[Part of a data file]
▽

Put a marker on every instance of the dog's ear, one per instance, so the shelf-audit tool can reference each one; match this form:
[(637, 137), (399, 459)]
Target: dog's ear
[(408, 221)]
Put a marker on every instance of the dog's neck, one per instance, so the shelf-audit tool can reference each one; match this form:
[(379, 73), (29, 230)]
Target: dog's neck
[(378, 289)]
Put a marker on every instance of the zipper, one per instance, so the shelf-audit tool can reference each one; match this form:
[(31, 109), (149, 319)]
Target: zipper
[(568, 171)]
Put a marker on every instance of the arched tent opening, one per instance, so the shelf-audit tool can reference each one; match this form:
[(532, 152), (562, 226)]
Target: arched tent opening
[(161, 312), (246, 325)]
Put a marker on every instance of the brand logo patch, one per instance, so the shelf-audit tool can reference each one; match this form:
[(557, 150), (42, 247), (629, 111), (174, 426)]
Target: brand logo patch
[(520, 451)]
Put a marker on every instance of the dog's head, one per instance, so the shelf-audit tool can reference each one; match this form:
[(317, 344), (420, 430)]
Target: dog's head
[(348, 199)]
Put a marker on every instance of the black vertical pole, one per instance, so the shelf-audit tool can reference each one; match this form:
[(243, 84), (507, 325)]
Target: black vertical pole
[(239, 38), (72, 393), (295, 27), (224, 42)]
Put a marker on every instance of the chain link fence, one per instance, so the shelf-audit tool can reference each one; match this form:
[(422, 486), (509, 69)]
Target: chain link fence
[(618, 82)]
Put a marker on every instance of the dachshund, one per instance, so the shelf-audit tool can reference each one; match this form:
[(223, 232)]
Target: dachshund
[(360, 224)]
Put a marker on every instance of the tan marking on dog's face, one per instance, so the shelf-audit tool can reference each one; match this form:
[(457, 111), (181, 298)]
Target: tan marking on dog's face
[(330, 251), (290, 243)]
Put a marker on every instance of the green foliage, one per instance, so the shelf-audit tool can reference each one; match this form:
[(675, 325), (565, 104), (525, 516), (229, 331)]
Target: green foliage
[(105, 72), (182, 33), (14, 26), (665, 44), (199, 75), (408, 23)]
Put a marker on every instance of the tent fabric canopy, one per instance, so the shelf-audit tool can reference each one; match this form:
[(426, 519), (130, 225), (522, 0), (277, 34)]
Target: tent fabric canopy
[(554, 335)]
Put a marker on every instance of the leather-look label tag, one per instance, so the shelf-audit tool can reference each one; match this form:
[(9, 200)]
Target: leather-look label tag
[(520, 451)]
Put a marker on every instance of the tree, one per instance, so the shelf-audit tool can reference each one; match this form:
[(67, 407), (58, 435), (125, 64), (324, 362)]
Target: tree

△

_Short task_
Rewrite all of the data above, replacing "shelf-audit tool" with "inventory tool" everywhere it occurs and keeping everything else the same.

_Solution to this problem_
Put a marker on every instance of the dog's ear, one per instance, so the inventory tool can reference each one; match this form:
[(637, 137), (399, 459)]
Target: dog's ear
[(408, 221)]
Put a marker on every instance of the dog's neck, one per instance, so the inventory tool can reference each one; match this form:
[(379, 73), (29, 230)]
Target: dog's neck
[(378, 289)]
Put a marker on every instance of the zipper, one per instance, so the inventory tool can reference each one; match this form:
[(31, 109), (149, 319)]
Target: zipper
[(568, 171)]
Put a marker on every instance of the arched tent opening, one per instance, so the inventory tool can reference each one; match this form:
[(532, 152), (562, 226)]
Target: arched tent opening
[(161, 312), (246, 325)]
Put a marker on every instance of the brand logo patch, one per instance, so the inventory tool can reference each one; match this form:
[(557, 150), (42, 247), (629, 111), (174, 426)]
Target: brand logo patch
[(520, 451)]
Put a marker on every instance of the dog's head, one per instance, so the inventory tool can reference each one; match this form:
[(317, 344), (420, 430)]
Target: dog's head
[(348, 199)]
Put a marker on every instance of the black vertical pole, one per instance, so the inventory tool can reference each one; match this form:
[(243, 84), (507, 325)]
Target: black vertical pole
[(239, 38), (72, 393), (295, 27), (224, 42)]
Put a marker on every instance of the chain link fence, one per instance, so the inventory tool can reference each one; match this form:
[(422, 486), (509, 69)]
Target: chain link fence
[(618, 82)]
Put a marker on every instance of the dachshund, one per instance, so the inventory tool can reference each one; match this form:
[(223, 232)]
Target: dachshund
[(360, 224)]
Put a marker on every instance of the tan marking on dog's face, one per instance, so the inventory tool can reference each one; match this form:
[(457, 111), (181, 298)]
Target: tan marking on dog's face
[(330, 251), (290, 243)]
Put a marker on every instance of the green foliage, one per instance, so the inventory tool can reference each one; match this form:
[(675, 325), (565, 104), (525, 516), (229, 331)]
Target: green foliage
[(105, 72), (182, 33), (14, 26), (665, 44), (199, 75), (408, 23)]
Put a marker on every instance of the tent fabric canopy, one per instance, so the inventory tool can reference each one; match this form:
[(426, 519), (130, 225), (522, 0), (277, 34)]
Target: tent fabric canopy
[(554, 335)]
Put a marker on every instance of the leather-look label tag, one per instance, so the inventory tool can reference each one; match this form:
[(9, 200)]
Target: leather-look label tag
[(520, 451)]
Put a marker on every instance of the tree, one per instance, so the inventory tool can reference each one; match this form:
[(67, 407), (58, 435), (125, 64), (324, 362)]
Target: tree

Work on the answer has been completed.